___ Exercise text ___
Bollmora is the central district and municipal seat of Tyresö Municipality in Sweden. Together with major parts of the other two main districts of Tyresö, Trollbäcken and Gamla Tyresö, Bollmora forms a conurbation with Stockholm.

Bollmora derives its name from Bollmora farm (Bollmora gård) which was located near current day Njupkärrsvägen–Industrivägen intersection. Up until the 1950s Bollmora was a village, but in conjunction to the large migration to Stockholm in 1950s and 1960s, Bollmora expanded. The large expansion was made possible by Lex Bollmora from 1959, a legislation that made possible for municipal real estate companies to operate in other municipalities than their own. The municipal real estate companies of Stockholm started immediately constructing in Bollmora after the legislation came into effect. Many of the apartment building areas of Bollmora are from the Million Programme origin.
___ Information ___
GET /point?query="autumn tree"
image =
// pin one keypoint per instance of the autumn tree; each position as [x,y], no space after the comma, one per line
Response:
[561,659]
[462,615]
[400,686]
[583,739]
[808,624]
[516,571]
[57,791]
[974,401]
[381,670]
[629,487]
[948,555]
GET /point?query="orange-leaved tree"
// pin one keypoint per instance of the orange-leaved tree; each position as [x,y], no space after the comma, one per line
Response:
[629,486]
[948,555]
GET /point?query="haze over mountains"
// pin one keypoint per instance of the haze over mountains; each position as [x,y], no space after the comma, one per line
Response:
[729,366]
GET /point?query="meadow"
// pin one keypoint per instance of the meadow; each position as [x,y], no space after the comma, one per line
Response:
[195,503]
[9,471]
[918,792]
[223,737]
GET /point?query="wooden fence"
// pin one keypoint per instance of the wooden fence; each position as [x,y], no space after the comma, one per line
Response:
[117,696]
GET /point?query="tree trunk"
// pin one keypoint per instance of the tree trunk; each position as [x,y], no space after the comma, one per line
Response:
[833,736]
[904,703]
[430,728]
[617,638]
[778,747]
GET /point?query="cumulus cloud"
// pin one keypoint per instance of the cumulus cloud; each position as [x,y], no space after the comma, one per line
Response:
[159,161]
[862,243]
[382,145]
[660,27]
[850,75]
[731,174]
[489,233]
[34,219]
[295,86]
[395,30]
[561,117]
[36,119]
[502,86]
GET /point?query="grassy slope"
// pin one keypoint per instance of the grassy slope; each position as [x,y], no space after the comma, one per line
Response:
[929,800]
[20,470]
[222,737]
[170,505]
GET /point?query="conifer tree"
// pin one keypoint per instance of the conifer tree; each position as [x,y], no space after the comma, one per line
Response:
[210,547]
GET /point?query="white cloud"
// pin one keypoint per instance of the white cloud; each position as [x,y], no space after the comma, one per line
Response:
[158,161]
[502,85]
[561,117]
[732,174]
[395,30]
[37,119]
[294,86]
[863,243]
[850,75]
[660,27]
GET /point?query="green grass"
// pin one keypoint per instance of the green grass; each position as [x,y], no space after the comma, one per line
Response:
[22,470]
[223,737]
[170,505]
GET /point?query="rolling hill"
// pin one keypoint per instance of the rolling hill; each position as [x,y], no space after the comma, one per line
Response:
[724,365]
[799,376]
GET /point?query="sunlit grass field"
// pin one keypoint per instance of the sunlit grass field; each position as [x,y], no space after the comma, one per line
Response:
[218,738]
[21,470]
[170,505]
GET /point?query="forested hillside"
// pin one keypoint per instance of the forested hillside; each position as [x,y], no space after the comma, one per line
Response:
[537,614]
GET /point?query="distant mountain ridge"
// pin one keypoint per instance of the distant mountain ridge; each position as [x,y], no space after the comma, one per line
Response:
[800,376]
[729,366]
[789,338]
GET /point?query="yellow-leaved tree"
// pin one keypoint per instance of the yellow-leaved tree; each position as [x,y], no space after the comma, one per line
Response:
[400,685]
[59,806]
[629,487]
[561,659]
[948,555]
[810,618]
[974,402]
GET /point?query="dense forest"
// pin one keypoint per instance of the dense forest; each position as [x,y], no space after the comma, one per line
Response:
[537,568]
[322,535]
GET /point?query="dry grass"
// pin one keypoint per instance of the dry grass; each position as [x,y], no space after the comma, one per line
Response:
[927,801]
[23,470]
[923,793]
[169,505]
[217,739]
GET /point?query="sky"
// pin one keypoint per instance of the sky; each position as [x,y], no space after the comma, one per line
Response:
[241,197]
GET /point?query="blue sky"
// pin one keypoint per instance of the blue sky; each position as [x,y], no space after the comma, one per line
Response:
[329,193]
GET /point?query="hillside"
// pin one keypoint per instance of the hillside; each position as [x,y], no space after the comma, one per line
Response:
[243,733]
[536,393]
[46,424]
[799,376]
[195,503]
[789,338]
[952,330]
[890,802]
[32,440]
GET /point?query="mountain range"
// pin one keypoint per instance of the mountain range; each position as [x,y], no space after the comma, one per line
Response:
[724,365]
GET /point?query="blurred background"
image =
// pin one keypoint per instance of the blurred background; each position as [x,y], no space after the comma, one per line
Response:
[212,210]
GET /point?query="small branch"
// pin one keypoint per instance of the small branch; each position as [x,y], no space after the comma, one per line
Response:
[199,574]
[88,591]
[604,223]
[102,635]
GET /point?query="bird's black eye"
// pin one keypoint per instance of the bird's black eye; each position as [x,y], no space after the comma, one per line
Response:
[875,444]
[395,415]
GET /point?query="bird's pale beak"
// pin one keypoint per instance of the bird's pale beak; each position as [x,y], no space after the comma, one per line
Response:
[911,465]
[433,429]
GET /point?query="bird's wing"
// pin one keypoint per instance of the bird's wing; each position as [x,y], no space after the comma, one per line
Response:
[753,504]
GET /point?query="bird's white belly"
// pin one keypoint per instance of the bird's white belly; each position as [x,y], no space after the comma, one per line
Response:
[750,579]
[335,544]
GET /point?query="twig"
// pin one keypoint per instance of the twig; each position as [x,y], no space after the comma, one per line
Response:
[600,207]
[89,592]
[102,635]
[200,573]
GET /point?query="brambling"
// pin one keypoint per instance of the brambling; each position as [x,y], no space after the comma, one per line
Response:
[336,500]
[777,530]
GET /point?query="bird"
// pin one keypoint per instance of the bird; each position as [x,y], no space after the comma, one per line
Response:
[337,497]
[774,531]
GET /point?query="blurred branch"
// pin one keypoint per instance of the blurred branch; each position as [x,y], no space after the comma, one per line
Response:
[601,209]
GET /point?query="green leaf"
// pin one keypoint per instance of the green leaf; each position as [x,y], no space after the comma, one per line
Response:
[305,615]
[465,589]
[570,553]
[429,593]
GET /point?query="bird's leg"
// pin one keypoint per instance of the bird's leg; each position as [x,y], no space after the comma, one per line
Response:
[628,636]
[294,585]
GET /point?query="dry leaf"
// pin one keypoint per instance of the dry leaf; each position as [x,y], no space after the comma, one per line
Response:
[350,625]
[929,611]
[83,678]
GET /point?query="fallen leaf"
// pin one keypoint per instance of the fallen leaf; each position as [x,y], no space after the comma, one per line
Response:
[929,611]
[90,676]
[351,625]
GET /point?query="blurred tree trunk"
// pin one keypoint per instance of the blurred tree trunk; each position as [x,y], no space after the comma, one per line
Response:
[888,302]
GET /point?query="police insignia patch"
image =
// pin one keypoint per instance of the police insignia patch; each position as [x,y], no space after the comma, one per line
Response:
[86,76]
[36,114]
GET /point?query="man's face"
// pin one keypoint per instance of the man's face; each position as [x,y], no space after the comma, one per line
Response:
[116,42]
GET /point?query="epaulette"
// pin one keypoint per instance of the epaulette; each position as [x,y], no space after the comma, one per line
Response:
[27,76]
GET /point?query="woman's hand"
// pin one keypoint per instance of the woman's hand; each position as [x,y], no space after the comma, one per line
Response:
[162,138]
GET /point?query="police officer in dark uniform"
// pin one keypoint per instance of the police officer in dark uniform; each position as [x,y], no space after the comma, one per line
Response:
___
Continue the text on Bollmora from its final sentence.

__Your response__
Bollmora centre (Bollmora centrum) was inaugurated in 1965, and it was fairly ordinary small-town centre with pedestrian streets. The centre underwent a major overhaul to an enclosed shopping mall in early 1990s. It was renamed Tyresö centre (Tyresö centrum) and the new centre was inaugurated in 1992.

Lake Barnsjön is a popular spot for bathing and fishing.

==Residential areas==
The population of the residential areas typically associated with Bollmora, as of 1 January 2004
- Bollmora: 8,494
- Krusboda: 3,717
- East/West Farmarstigen: 2,668
- Öringe: 2,548
- Granängsringen: 2,187
- Fårdala: 1,657
- Lindalen: 1,445
- Total: 22,716 — or 56.7% of the population of Tyresö Municipality.